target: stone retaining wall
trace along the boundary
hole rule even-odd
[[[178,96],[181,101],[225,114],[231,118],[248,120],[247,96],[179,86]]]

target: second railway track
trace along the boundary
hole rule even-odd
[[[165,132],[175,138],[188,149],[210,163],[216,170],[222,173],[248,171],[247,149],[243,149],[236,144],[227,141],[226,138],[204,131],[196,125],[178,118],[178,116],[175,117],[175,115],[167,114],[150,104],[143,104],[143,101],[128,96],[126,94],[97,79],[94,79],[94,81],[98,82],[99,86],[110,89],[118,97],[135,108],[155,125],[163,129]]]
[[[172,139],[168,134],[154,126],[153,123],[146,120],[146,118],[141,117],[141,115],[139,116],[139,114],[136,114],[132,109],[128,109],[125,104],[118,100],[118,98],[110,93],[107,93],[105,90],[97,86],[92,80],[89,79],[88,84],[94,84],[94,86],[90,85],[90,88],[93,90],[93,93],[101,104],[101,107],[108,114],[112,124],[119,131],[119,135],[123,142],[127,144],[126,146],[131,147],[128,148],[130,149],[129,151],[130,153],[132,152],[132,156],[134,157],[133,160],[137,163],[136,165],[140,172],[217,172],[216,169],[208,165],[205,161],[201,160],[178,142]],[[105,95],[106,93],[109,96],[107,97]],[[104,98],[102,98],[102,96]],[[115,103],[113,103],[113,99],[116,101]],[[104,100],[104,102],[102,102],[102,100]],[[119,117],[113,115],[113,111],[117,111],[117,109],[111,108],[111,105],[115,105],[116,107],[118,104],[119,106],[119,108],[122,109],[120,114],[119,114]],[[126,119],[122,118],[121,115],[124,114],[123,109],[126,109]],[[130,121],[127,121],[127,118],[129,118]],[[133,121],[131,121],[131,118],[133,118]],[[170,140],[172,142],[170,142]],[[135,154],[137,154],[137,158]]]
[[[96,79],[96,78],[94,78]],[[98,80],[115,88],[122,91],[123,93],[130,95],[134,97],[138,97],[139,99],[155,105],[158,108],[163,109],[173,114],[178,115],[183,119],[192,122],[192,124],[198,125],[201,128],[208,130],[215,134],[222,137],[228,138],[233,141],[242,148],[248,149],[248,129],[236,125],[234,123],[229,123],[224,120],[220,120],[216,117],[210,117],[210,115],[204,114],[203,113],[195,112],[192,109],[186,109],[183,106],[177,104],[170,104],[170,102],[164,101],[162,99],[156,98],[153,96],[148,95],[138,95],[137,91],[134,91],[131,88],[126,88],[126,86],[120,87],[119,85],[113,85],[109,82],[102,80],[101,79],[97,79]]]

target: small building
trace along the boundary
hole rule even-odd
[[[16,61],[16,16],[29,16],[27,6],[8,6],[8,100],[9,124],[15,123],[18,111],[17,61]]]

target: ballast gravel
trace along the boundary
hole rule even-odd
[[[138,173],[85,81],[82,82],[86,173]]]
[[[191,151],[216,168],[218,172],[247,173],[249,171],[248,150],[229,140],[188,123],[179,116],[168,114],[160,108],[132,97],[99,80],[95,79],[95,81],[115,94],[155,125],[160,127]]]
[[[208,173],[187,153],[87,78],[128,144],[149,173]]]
##########
:: DIRECTIONS FOR THIS TASK ::
Every entry above should be retyped exactly as shown.

:: THE OUTPUT ::
target: stone retaining wall
trace along the boundary
hole rule even-odd
[[[178,96],[181,101],[225,114],[231,118],[248,120],[247,96],[179,86]]]

target: second railway track
trace along the boundary
hole rule even-odd
[[[165,132],[175,138],[188,149],[210,163],[216,170],[222,173],[248,171],[247,149],[243,149],[236,144],[227,141],[226,138],[204,131],[196,125],[178,118],[178,116],[175,117],[175,115],[167,114],[150,104],[143,104],[143,101],[128,96],[126,94],[97,79],[94,79],[94,81],[98,82],[99,86],[110,89],[118,97],[135,108],[155,125],[163,129]]]
[[[172,139],[168,134],[154,126],[153,123],[146,120],[146,118],[141,117],[141,115],[139,116],[139,114],[136,114],[132,109],[128,109],[125,104],[118,100],[118,98],[110,93],[107,93],[105,90],[97,86],[92,80],[89,79],[88,84],[94,84],[94,86],[90,85],[90,88],[93,90],[93,93],[101,104],[101,107],[108,114],[112,124],[119,131],[119,135],[123,142],[127,144],[126,146],[131,147],[128,148],[130,149],[129,151],[130,153],[132,152],[132,156],[134,157],[133,160],[137,163],[136,165],[140,172],[217,172],[216,169],[208,165],[205,161],[201,160],[178,142]],[[105,95],[106,93],[109,96],[107,97]],[[104,98],[102,98],[102,96]],[[115,103],[113,103],[113,99],[116,101]],[[104,100],[104,102],[102,102],[102,100]],[[119,117],[113,115],[113,111],[117,111],[117,109],[111,108],[111,105],[115,105],[116,107],[118,104],[119,106],[119,108],[122,109],[120,114],[119,114]],[[126,119],[122,118],[121,115],[124,114],[123,109],[126,109]],[[130,121],[127,121],[127,118],[129,118]],[[133,121],[131,121],[131,118],[133,118]],[[170,140],[172,142],[170,142]],[[135,154],[137,154],[137,158]]]
[[[96,79],[96,78],[94,78]],[[98,80],[115,88],[122,91],[123,93],[130,95],[134,97],[138,97],[139,99],[155,105],[158,108],[163,109],[173,114],[178,115],[183,119],[192,122],[192,124],[198,125],[201,128],[208,130],[215,134],[222,137],[228,138],[233,141],[242,148],[248,149],[248,129],[236,125],[234,123],[229,123],[224,120],[220,120],[216,117],[210,117],[210,115],[204,114],[203,113],[195,112],[192,109],[186,109],[183,106],[177,104],[170,104],[170,102],[164,101],[162,99],[156,98],[153,96],[148,95],[138,95],[137,91],[134,91],[131,88],[126,88],[126,86],[120,87],[119,85],[113,85],[109,82],[102,80],[101,79],[97,79]]]

target: small building
trace along the boundary
hole rule even-odd
[[[16,61],[16,16],[29,16],[27,6],[8,6],[8,100],[9,124],[15,123],[18,111],[17,61]]]

target: ballast gravel
trace along the boundary
hole rule even-odd
[[[138,173],[85,81],[82,82],[86,173]]]
[[[191,151],[216,168],[218,172],[247,173],[249,171],[248,150],[229,140],[188,123],[179,116],[168,114],[160,108],[132,97],[99,80],[95,79],[95,81],[115,94],[155,125],[160,127]]]
[[[208,173],[187,153],[87,78],[128,144],[149,173]]]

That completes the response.